Data supplied:
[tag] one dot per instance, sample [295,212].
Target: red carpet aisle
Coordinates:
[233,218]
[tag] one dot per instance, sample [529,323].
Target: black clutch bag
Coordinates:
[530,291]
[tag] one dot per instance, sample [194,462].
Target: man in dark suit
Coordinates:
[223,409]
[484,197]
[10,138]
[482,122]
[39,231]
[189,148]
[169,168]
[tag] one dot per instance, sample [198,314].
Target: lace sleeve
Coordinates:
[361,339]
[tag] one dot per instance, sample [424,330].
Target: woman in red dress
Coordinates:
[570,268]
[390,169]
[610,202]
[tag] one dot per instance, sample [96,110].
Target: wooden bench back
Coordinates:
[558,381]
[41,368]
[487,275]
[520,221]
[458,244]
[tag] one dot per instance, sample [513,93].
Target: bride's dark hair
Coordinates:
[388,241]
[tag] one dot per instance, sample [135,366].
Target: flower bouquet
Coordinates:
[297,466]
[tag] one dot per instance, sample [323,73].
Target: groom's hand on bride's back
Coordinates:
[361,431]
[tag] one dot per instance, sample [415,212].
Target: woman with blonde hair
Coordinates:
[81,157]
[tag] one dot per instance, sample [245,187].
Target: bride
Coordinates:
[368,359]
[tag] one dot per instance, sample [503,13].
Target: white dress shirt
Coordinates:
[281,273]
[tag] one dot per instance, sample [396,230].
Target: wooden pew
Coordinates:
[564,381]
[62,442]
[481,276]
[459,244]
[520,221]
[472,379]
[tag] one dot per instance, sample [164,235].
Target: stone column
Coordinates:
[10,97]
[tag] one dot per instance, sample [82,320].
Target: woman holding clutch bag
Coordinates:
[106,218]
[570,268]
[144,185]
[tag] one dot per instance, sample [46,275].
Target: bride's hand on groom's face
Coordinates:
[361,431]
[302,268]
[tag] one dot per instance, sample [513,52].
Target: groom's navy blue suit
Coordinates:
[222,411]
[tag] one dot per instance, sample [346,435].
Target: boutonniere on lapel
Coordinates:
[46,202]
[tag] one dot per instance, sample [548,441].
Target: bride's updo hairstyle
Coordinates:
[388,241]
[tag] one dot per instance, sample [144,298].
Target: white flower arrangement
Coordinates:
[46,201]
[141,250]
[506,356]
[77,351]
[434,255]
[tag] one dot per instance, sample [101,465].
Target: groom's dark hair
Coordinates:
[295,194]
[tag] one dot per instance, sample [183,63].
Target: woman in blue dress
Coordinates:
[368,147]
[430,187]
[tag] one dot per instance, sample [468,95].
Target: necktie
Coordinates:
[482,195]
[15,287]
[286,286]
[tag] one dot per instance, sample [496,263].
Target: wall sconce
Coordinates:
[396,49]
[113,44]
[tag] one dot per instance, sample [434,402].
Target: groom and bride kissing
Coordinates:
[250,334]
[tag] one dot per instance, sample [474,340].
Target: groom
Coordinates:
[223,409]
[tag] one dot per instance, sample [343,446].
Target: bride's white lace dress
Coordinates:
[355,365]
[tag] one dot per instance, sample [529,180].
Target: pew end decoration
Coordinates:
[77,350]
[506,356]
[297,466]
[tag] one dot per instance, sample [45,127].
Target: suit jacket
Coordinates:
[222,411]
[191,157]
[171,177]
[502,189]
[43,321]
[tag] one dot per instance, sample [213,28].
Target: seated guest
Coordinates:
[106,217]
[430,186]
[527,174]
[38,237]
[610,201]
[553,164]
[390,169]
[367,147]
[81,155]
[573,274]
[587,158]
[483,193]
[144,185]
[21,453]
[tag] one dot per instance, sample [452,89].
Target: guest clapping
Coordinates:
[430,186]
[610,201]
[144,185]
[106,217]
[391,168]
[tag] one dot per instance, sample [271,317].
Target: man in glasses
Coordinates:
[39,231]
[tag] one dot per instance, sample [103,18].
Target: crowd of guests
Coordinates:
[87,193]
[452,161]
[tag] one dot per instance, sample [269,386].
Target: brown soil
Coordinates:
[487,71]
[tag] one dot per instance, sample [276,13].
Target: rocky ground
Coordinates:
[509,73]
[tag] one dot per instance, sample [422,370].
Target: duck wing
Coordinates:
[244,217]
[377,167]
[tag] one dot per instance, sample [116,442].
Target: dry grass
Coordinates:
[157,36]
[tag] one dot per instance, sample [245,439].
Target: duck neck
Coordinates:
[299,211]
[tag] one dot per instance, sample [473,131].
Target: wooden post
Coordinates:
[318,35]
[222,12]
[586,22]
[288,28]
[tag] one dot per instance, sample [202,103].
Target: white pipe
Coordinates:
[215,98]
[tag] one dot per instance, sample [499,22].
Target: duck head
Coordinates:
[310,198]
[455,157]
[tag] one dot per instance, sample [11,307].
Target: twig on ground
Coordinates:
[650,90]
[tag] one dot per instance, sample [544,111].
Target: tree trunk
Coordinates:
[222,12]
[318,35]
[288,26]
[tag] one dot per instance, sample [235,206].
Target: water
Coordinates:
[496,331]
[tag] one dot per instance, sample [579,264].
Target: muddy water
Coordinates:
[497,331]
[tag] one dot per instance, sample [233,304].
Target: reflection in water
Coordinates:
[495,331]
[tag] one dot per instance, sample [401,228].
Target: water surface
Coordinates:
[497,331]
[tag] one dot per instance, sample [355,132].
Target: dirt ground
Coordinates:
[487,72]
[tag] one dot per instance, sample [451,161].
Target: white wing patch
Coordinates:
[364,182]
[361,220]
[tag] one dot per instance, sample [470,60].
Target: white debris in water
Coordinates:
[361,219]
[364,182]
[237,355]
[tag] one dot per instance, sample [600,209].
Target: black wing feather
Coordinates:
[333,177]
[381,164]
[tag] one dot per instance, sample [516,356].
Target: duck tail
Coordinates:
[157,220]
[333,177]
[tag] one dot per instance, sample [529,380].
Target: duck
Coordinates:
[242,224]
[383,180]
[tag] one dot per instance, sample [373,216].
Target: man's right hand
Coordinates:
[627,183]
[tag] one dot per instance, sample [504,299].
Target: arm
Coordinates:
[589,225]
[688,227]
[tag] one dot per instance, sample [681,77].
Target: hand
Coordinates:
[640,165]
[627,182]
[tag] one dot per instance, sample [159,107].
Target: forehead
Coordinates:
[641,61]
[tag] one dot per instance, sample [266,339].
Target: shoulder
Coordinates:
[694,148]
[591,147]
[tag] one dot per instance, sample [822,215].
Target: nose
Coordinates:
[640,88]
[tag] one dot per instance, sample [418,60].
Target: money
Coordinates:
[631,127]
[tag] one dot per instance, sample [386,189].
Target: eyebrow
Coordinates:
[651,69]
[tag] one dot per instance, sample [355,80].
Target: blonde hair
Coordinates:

Task item:
Only the lines with "clutch" are needed; find them in the records and copy each one.

Exercise solution:
Target: black clutch bag
Target: woman holding clutch bag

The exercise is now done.